### RECORDS PROVIDED
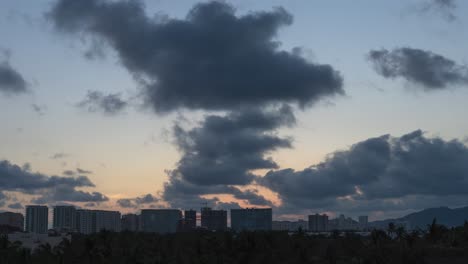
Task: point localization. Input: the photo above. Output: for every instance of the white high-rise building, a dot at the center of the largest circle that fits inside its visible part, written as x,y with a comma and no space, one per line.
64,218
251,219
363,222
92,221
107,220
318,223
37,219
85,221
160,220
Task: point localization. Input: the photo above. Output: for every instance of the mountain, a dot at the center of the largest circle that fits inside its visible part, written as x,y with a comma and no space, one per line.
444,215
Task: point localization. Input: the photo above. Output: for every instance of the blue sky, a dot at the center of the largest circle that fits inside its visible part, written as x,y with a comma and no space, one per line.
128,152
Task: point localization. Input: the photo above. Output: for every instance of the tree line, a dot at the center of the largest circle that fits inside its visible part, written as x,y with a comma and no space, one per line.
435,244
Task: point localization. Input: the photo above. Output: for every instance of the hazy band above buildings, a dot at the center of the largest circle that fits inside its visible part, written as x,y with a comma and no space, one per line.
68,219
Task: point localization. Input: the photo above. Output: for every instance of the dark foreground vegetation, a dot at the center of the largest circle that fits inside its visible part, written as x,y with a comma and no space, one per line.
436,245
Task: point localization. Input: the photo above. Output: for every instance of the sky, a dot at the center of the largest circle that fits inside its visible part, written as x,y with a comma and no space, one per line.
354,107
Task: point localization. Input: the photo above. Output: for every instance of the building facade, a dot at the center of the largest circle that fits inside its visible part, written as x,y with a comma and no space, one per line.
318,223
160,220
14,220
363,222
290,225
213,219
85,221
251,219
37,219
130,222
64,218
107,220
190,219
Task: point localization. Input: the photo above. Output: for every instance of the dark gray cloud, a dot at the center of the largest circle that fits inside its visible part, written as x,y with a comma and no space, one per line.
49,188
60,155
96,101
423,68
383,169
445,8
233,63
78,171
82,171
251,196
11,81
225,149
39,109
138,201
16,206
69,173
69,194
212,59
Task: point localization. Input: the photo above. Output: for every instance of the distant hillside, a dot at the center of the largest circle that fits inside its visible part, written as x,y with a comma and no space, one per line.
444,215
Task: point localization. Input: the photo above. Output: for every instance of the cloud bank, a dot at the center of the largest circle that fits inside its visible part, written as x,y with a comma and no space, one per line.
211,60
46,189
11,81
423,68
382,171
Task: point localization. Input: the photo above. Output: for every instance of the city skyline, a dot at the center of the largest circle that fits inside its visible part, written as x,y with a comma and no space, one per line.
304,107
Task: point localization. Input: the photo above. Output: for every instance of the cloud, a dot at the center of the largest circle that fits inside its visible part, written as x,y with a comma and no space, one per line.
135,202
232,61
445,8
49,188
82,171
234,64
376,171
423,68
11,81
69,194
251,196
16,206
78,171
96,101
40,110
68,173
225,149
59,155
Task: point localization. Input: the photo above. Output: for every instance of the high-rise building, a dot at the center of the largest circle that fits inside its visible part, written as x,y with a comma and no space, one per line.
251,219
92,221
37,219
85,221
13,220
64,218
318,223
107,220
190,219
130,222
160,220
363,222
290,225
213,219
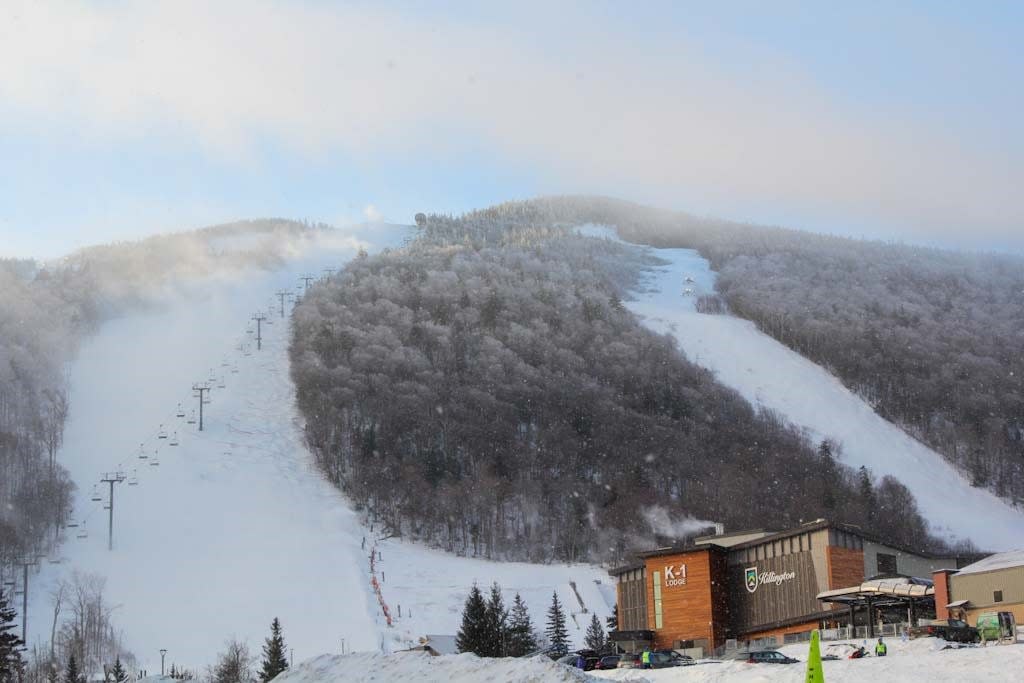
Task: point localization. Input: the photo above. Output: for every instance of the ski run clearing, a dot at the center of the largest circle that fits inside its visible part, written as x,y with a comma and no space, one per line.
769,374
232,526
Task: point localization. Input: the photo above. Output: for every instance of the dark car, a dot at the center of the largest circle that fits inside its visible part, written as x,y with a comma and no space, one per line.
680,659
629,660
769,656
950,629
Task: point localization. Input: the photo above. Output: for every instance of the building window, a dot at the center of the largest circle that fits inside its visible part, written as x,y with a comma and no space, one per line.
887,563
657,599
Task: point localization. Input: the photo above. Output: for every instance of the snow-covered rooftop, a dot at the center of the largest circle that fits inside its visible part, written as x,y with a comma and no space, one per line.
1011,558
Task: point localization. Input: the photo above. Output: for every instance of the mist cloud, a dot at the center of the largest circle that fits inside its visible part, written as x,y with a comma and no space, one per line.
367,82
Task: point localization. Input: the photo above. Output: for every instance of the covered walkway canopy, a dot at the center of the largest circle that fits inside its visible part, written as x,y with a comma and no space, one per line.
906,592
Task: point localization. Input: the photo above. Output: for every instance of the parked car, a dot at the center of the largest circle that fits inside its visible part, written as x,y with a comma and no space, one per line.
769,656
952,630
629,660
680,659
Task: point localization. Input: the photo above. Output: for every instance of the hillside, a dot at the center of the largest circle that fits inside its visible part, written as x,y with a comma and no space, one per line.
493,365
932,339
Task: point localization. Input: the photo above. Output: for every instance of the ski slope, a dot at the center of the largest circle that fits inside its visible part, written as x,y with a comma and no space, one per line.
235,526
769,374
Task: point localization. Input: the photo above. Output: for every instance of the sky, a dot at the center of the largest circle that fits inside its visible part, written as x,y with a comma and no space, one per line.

### PROBLEM STATEMENT
The records above should be duplicated exactly, with none of their pictures kept.

### YOUR SOLUTION
Task: point localization. Input: the photo above. Output: for every instance of the white high-rise building, a dot at the center of the largest circle that fits inside its visible part, written as x,y with a comma and no space, one per line.
64,218
251,219
363,222
92,221
107,220
318,223
37,219
85,221
160,220
Task: point localization. Input: the photo above. Output: for every instance of the mountain, a dot at the center of the largest circle that fits inside its visible part, written as x,y with a comma and no space, one per line.
444,215
Task: point localization. Input: the photo above. Output: for every instance of the blue sky, a dot at the center of the largest circle that fits inside its visible part, written as x,y with a comma and no space, one per line.
128,152
Task: point localization. Input: the photo above. Output: for every instance of the tree line, a dot at the center of the largest circle that fits inside its visible part, written as x,y with a comma and no space, one per line.
435,244
Task: point localization. Input: the photo above. Output: for every instance of the hazy band above buildings, a dot at the center of the largest circle that fits inside its visible part, written as x,y with a comma and no space, one per line.
68,219
Task: point localization. Input: the photo above. Output: for every instance of the dark foreground vegetation, a dot at the center of the largest circle that fits inside its visible part, written as x,y with a comma and no space, one per line.
436,245
Task: point localization. Input: the photo above. Output: for every instance of the sky, a dot at the center of the largest circle that fits inside its visible part, written as x,y with a comma and no space, one per line.
354,107
Task: point localization. Input: the photo above. Output: for every instance of the building facade, a dot at the center of the largest circle that fits inside its visible part, written as x,y with a comma and no space, one per line.
318,223
160,220
14,220
363,222
290,225
213,219
85,221
251,219
37,219
130,222
64,218
107,220
190,219
Task: point localization. Input: the photo above. Output: for every instance of the dark gray cloud, a dot at the center of the largest circle that fits inside its visible part, written as x,y with a comma and no space, one per line.
49,188
60,155
96,101
423,68
383,169
445,8
233,63
78,171
82,171
251,196
11,81
225,149
39,109
138,201
16,206
69,173
69,194
212,59
Task: point localization. Input: the photo above. Output: for every instance of the distant hillside, a dot at the center of the largest circle that fits inside its visible part, written as x,y with a comma and no space, one per line.
444,215
Task: point localization. Input: the photo above. Output: for every instance of the cloud bank, a dot at the center of the largest circle that fits inside its visible part, written as x,y with a comma and no space, one per line.
211,60
46,189
11,81
423,68
382,171
Task: point localization. Input: the photo above. Output: for every instance of the city skyline, a dot at the center of the largest circle that fits inside its visible part, written as x,y with a comma and no space, one per line.
304,107
Task: point localization. Input: the photo above. Output: for every instance of the cloud, a dot at the center of the largest circle that fits inside its visible part, written as x,y with a comma and no space, one per line.
135,202
232,61
445,8
49,188
82,171
234,64
376,171
423,68
11,81
69,194
251,196
16,206
78,171
96,101
40,110
68,173
225,149
59,155
Task: point localization. Input: the photo above. Output: for every instance of the high-rise building, a dot at the center of the largest circle that fits inside its visible part, written as x,y with a comma and no space, one per line.
251,219
92,221
37,219
85,221
13,220
64,218
318,223
107,220
190,219
130,222
160,220
363,222
290,225
213,219
Task: point localization. Input: the photo above. Output: for every instance of the ski run clearing, a dot at the center of the largest circle that fits inside its visible part, written as x,y with a comma and no space, one per line.
769,374
232,526
Task: point localization. Input: the photo above. Output: for every instance of the dark car, a dot at the center of the largest circle that fits inside its visible part, written as x,y with a comma and no space, one per line.
680,659
629,660
769,656
950,629
Task: point localization. Input: the photo above. Output: for every instance of the building window, a dot at the center of the largest circle that fits inside its visible part, written as x,y with a comma and no space, one per line.
887,563
657,599
Task: point localization. Input: the photo above. Output: for every instance of the snow-covered rooftop, a dot at the center of the largest circle that fits inside its visible part, written as x,y with a comma and no space, one per line.
1011,558
Task: point localization. Input: the photo above. Output: for every instance of the mist cloud, a dot at the center of the largest circle that fits inside its visible part, written as x,y with a comma and no space, one per line.
367,82
Task: point localization. Input: the photo above. Output: for every instance of the covered walkway canopy, a dot at the center of the largest circle that fits inside its visible part, written as x,y with a comma and no space, one per line.
906,592
Task: point localization. Input: the photo above. Output: for every instance of the parked car, a dot at the center of the largest circle that fits inside its visible part, written as x,y with a comma and no space, one per line.
769,656
952,630
629,660
680,659
Task: point localization. Input: the photo above. Output: for every instance of the hillside, a dot at the center of the largest circle that fits inside its visible part, written as x,y with a comma and no space, one per line.
493,365
932,339
Task: point localization. Input: the photo above. Output: for every instance of the ski slope, a dot at the center of the largest circle that fits inside its visible part, written as x,y with a comma and no space, one per line.
235,526
769,374
Task: point localization. Input: the photo above. Output: for every instance of the sky, a dot at the center of the largest circle that fits inside its visible part, written as x,y with a comma and no space, one per line.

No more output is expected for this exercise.